## Selected text
........

David Bartholomew, 81, great-great-grandson of Hannah and Thomas Atkinson, acknowledges he's known that enslaved blacks were buried in the graveyard he's looked after for 62 years. But despite his proud Quaker heritage and what his forefathers stood for, he never thought to find out more about the slaves, nor did he think about honoring them somehow.

"We didn't know much about it at the time," Bartholomew says. "In my day, blacks were still sitting at the back of buses, and I didn't think there was anything wrong with that. . . . I look back and feel guilty about it now."

But Bartholomew, the family historian, knew a lot about Thomas and Hannah settling in an Upper Dublin farmhouse in 1849 (now the Upper Dublin School District's administrative offices) and turning it into an Underground Railroad stop to protect escaped slaves on their treacherous journey to Canada and freedom.

........

## Collected data
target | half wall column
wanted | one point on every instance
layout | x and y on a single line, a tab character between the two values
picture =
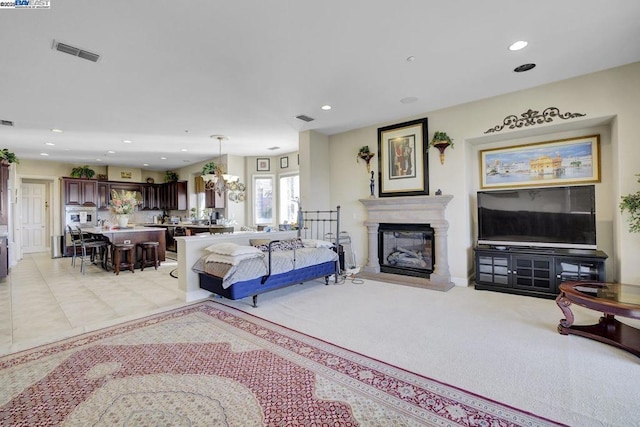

........

## Set exercise 1
List each person named in the passage about David Bartholomew and his family's Underground Railroad stop.
## Set exercise 2
Pick up the passage about David Bartholomew and his family's Underground Railroad stop after its last sentence.

## Response 1
David Bartholomew
Hannah Atkinson
Thomas Atkinson

## Response 2
"They told [fellow Quakers] they wanted to have a stop for the Underground Railroad," Bartholomew says. "Everybody was for it, but nobody wanted the responsibility."

It took a working moral compass and a whole lot of courage to stand on the right side of history then. Thomas and Hannah Atkinson were the among few who did.

And McClinton's efforts made folks understand that enslaved African Americans, no matter how invisible, deserve honor, too.

"By them resisting slavery, they gave me the option to say, 'No,' " says McClinton, who plans a memorial service for the enslaved in February. "I feel like God gave me this task and I'm going to do it the best way I know how."